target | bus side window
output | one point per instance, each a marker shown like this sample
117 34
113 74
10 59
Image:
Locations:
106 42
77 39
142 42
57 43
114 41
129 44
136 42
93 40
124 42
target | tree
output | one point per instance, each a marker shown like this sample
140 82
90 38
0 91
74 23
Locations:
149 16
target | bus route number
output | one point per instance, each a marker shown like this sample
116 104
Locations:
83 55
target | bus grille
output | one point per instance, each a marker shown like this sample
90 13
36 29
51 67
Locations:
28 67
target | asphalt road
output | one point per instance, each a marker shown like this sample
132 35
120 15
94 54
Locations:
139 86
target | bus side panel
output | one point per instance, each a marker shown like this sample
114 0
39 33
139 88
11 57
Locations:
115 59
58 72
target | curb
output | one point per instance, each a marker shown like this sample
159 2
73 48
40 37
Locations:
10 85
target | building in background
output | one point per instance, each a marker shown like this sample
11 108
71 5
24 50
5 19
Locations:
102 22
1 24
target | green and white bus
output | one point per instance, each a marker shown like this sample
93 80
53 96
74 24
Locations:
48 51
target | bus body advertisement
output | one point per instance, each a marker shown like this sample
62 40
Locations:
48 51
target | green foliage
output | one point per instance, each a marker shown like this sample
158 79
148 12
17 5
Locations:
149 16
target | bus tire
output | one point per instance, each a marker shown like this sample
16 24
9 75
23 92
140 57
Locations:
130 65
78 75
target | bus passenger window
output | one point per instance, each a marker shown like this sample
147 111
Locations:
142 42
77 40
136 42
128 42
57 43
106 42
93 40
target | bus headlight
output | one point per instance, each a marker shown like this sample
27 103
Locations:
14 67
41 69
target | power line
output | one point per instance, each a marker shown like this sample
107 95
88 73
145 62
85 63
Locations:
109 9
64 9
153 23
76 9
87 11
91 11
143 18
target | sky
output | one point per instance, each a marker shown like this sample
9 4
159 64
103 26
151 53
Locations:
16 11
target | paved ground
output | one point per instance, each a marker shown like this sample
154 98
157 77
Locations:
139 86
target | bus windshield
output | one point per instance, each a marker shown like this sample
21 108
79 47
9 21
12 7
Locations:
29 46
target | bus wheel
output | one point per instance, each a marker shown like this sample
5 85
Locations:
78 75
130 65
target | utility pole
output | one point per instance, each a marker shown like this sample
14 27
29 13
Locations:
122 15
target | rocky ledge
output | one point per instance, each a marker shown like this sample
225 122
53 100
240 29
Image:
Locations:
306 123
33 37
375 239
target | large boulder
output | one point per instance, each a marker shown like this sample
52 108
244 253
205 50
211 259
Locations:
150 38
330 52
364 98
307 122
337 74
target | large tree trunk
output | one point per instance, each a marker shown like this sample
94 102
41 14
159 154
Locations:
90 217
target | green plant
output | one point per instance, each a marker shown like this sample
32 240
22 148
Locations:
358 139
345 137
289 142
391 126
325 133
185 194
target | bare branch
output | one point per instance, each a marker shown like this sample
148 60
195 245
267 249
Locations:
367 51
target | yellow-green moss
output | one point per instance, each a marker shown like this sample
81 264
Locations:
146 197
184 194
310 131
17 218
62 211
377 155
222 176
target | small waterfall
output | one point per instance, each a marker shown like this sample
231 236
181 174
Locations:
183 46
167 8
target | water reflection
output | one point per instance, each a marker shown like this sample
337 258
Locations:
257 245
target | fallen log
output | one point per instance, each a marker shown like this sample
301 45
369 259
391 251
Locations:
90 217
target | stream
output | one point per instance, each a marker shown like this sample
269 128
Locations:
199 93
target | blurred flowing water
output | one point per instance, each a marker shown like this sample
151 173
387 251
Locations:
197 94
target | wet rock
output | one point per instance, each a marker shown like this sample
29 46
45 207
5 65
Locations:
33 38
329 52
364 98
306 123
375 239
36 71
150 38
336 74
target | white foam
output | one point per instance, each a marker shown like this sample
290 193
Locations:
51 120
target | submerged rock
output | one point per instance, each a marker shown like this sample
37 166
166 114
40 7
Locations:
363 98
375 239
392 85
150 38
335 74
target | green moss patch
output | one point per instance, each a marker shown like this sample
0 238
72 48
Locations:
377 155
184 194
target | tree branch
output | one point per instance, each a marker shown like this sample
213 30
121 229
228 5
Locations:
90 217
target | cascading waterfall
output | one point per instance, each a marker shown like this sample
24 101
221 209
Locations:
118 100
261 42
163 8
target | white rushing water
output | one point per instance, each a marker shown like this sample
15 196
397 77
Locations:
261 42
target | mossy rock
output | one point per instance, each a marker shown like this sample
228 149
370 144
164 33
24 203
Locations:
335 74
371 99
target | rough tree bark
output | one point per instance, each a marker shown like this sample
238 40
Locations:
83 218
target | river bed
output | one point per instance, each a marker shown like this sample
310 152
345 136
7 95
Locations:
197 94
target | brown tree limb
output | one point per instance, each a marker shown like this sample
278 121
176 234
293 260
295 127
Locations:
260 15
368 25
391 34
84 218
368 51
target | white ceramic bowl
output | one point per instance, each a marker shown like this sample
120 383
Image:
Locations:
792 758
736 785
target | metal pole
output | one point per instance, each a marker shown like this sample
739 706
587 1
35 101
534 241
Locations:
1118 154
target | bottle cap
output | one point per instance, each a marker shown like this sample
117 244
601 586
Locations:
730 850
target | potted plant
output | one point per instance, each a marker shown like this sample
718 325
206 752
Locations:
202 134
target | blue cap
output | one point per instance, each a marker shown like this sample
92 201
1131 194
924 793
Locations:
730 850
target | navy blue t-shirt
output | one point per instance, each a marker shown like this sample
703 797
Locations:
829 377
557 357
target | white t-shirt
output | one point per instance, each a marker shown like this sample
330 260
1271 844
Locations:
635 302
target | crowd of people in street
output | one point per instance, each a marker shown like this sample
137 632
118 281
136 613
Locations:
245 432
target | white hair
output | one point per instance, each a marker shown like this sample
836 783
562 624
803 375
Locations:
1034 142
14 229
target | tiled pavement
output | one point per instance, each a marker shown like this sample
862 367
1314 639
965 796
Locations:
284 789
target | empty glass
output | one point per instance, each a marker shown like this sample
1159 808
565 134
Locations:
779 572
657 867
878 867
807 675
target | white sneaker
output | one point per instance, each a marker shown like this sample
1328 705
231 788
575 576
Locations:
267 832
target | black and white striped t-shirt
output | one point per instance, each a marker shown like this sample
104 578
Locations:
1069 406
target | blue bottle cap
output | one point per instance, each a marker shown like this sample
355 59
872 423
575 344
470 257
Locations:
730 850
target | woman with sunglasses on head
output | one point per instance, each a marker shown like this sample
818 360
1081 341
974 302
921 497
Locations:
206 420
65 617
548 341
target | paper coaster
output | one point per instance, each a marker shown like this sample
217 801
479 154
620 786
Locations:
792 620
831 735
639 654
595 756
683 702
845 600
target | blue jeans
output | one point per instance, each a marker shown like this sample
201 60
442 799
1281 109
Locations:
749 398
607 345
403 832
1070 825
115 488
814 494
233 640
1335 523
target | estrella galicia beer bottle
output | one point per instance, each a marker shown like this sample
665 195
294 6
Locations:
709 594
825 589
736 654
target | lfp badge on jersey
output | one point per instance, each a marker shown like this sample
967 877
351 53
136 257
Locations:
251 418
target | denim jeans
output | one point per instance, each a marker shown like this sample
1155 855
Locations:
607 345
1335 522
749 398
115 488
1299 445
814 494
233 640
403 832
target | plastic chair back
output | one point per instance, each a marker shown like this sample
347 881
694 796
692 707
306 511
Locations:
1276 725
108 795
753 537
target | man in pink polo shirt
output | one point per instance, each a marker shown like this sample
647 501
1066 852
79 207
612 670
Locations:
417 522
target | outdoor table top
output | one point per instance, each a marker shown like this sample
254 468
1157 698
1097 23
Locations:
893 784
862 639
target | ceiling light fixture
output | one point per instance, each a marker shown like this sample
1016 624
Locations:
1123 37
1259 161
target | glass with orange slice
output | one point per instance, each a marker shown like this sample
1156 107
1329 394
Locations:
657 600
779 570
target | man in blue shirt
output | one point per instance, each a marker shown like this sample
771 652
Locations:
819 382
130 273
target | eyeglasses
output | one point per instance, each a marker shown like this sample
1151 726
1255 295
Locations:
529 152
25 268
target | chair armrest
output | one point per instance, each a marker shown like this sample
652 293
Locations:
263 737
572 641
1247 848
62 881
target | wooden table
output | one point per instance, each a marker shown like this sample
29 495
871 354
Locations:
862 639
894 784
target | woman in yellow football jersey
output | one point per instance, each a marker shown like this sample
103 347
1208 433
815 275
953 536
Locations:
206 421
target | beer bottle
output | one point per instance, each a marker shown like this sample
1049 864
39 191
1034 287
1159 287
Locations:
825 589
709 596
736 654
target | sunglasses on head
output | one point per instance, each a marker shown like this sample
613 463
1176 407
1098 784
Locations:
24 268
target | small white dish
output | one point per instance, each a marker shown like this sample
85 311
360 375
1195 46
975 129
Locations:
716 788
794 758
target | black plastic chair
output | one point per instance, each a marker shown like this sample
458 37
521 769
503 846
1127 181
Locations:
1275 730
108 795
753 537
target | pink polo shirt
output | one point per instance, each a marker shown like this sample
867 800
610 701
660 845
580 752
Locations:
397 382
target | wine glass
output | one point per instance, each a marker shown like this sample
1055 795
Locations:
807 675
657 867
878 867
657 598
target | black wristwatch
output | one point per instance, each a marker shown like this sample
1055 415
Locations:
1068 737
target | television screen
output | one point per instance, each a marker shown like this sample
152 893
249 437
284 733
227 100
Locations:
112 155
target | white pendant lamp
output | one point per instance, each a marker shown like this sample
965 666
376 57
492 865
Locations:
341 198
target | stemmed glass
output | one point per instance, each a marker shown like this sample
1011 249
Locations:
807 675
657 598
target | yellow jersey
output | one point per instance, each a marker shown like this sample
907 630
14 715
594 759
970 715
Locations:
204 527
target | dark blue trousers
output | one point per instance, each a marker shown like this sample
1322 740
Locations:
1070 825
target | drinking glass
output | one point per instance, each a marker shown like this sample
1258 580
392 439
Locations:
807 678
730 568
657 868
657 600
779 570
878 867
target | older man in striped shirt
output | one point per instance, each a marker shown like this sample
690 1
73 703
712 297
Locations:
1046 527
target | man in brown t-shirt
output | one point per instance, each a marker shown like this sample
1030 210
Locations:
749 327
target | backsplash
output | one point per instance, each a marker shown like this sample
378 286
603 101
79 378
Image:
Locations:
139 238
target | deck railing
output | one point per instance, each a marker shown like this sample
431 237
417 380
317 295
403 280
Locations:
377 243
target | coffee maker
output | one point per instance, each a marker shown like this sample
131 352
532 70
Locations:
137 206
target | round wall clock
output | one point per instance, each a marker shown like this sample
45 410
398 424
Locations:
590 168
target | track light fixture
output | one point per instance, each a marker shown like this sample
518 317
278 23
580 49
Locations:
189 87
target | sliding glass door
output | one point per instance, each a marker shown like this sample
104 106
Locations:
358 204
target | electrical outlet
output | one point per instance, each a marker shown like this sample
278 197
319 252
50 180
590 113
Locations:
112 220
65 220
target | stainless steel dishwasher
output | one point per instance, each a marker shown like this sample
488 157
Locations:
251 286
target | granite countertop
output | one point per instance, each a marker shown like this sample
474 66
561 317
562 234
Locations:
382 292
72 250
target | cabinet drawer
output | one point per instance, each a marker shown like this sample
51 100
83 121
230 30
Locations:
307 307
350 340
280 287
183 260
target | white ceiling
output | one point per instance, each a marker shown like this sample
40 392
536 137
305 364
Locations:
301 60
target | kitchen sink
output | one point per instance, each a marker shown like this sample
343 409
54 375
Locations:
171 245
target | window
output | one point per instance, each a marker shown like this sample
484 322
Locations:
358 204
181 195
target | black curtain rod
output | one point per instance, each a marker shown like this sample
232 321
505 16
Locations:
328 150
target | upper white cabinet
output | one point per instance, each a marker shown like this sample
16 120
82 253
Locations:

● What you are asked to do
Count how many lines in the entries above hold the word "jeans". Give that number by itself.

● Answer for this exercise
2